_Задания для работы_.
**a)** Каких писателей называет по фамилии отрывок воспоминаний? Перечислите всех.
**b)** Сколько лет было рассказчику, когда он прочел страницу из «Двух веронцев», согласно отрывку воспоминаний?
**c)** Продолжите отрывок воспоминаний о чтении и первом дне писательской жизни, начав сразу после его последней фразы.

_Текстовый фрагмент_.
========
К счастью, лежавшая передо мной страница не была исчиркана правками, а без них почерк у отца был предельно разборчив. Когда я дочитал, он кивнул, и я бросился во двор, радуясь, что удалось избежать выговора за столь дерзновенный порыв. С тех пор я все пытаюсь отыскать причину такой снисходительности и полагаю, что в представлении отца я, сам того не зная, заслужил некоторую свободу в отношении его письменного стола. Не прошло и месяца, а может, и недели, как я прочел отцу всю корректуру его перевода «Тружеников моря» Виктора Гюго. Отец остался доволен. Это, вероятно, был мой первый шаг на пути к признанию, а также первое знакомство с темой моря в литературе.

Если я и не помню, когда и при каких обстоятельствах научился читать, то забыть, как меня учили искусству декламации, я смогу едва ли. Сам великолепный чтец, папа был чрезвычайно требовательным наставником. Не без гордости могу заключить, что ту страницу из «Двух веронцев» я, видимо, прочел довольно сносно, хотя мне и было всего восемь лет. В следующий раз я встретил тех «Веронцев» в пятипенсовом однотомнике драматических произведений Уильяма Шекспира. Я читал его урывками в Фалмуте под шумный аккомпанемент колотушек, которыми конопатчики в сухом доке загоняли пеньку в палубные швы. Судно дало течь и еле дошло до порта, а команда после месяца изнурительной борьбы со штормами в Северной Атлантике отказывалась выходить на вахту. Книги неразрывно связаны с нашей жизнью, и Шекспир у меня ассоциируется с первым годом семейного траура, последним годом, который я провел вместе с отцом в изгнании – он отправил меня к дяде в Польшу, как только смог собраться с духом и отпустить меня, – а еще с годом тяжелых штормов, годом, когда я едва не погиб в море: сперва от воды, потом от огня.

Это все я помню, а вот что я читал накануне первого дня моей писательской жизни, забыл. Я лишь смутно догадываюсь, что это мог быть один из политических романов Троллопа. И еще я помню, каким был тот день. То был осенний день с перламутровым полупрозрачным воздухом, просвечивающий через вуаль тумана пятнами солнечного света и красными отблесками с окон и крыш. Деревья же на площади, совершенно нагие, были будто нарисованы тушью на листе папиросной бумаги. Это был один из тех лондонских дней, что полны таинственного очарования и пленительной мягкости. Из-за близости реки Бессборо Гарденс часто можно было наблюдать этот эффект перламутровой дымки.
========
(Записи для определения местоположения)
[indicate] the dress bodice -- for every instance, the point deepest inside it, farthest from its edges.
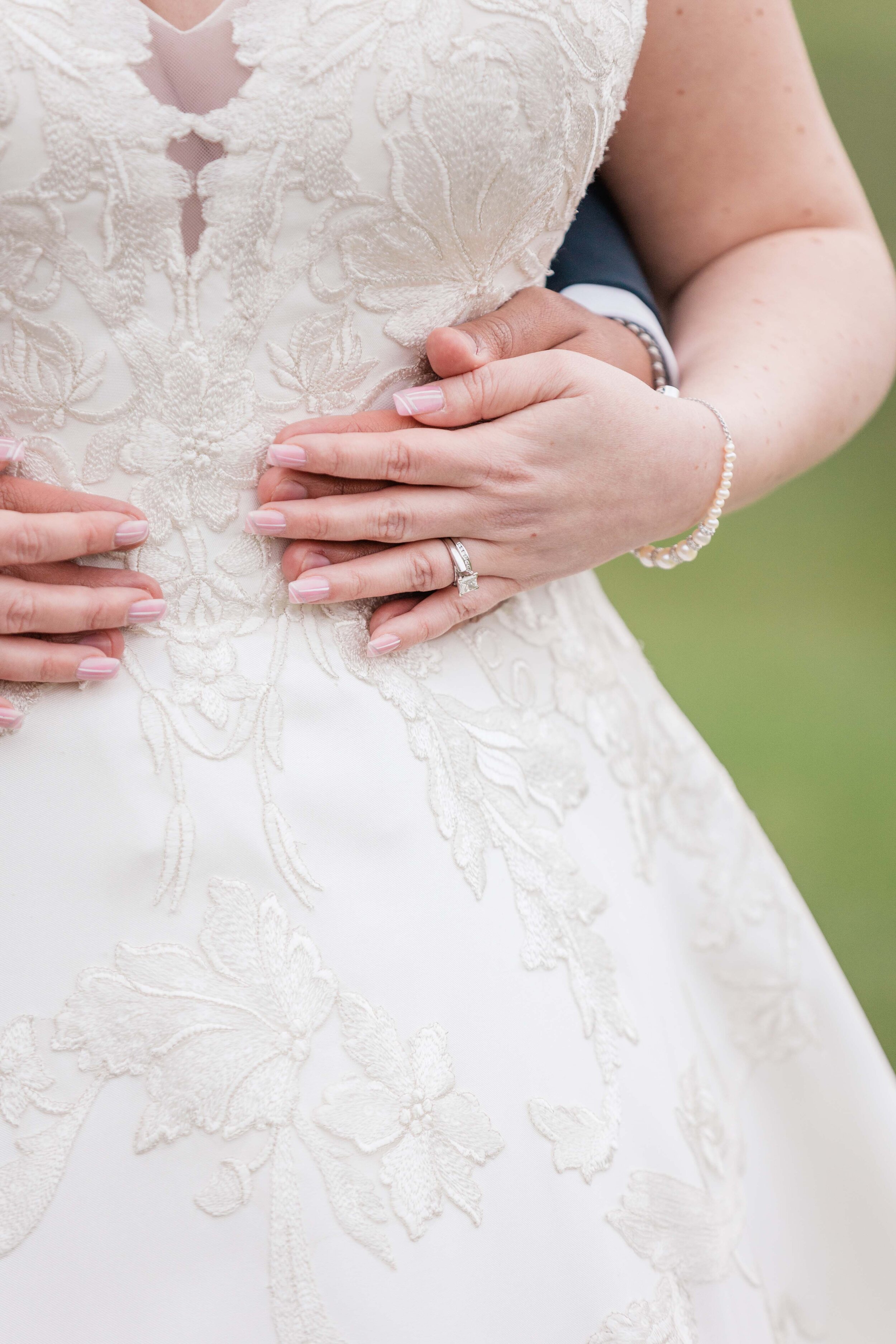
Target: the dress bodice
(385, 168)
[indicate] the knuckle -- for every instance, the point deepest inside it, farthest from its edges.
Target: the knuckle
(352, 585)
(499, 335)
(315, 526)
(25, 545)
(391, 523)
(18, 609)
(481, 386)
(397, 460)
(49, 663)
(421, 573)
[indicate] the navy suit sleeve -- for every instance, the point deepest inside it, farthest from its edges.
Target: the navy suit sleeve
(597, 251)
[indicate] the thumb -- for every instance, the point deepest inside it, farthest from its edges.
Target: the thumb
(534, 320)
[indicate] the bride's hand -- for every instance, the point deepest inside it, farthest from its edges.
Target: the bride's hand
(76, 611)
(576, 464)
(534, 320)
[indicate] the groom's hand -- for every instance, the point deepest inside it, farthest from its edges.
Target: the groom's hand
(534, 320)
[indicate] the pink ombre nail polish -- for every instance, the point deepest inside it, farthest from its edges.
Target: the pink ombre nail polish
(265, 522)
(129, 534)
(309, 591)
(287, 455)
(148, 609)
(11, 449)
(383, 644)
(97, 670)
(420, 401)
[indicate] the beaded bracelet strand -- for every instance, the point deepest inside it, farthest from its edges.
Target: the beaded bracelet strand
(657, 365)
(668, 557)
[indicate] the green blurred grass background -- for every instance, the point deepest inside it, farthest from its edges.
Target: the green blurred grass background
(781, 643)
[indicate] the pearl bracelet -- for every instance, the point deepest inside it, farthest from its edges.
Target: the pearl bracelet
(667, 557)
(657, 363)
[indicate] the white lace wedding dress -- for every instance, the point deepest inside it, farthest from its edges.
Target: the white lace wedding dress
(452, 996)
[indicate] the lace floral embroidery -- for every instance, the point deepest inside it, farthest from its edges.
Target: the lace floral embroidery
(221, 1038)
(690, 1233)
(408, 1107)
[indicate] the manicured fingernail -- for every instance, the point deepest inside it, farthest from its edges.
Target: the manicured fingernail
(291, 491)
(265, 522)
(128, 534)
(382, 644)
(420, 401)
(287, 455)
(314, 562)
(97, 670)
(148, 609)
(11, 449)
(308, 591)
========
_Ожидаемые ответы_.
**a)** Виктор Гюго, Уильям Шекспир, Троллоп.

**b)** Всего восемь лет.

**c)**
Но почему я запомнил его именно в тот день? Потому разве только, что я долго стоял, глядя в окно, когда хозяйская дочь уже унесла поднос грязных чашек и блюдец. Я слышал, как она поставила его в коридоре и закрыла, наконец, дверь; а я все курил и не оборачивался. Совершенно очевидно, что я ничуть не торопился решительно шагнуть навстречу писательству, если вообще эту первую попытку можно назвать решительным шагом. Все мое существо было глубоко погружено в праздность моряка на берегу, вдали от нескончаемых трудов и непрекращающейся вахты. В умении полностью отдаться праздности никто не сможет соперничать с моряком на суше, когда на него находит состояние абсолютной, испитой до дна безответственности. Тогда я вообще ни о чем не думал, впрочем, спустя столько лет это воспоминание вполне может оказаться ложным. Одно я помню наверняка: у меня и в мыслях не было писать книгу, но возможно и даже весьма вероятно, что я размышлял о ее герое.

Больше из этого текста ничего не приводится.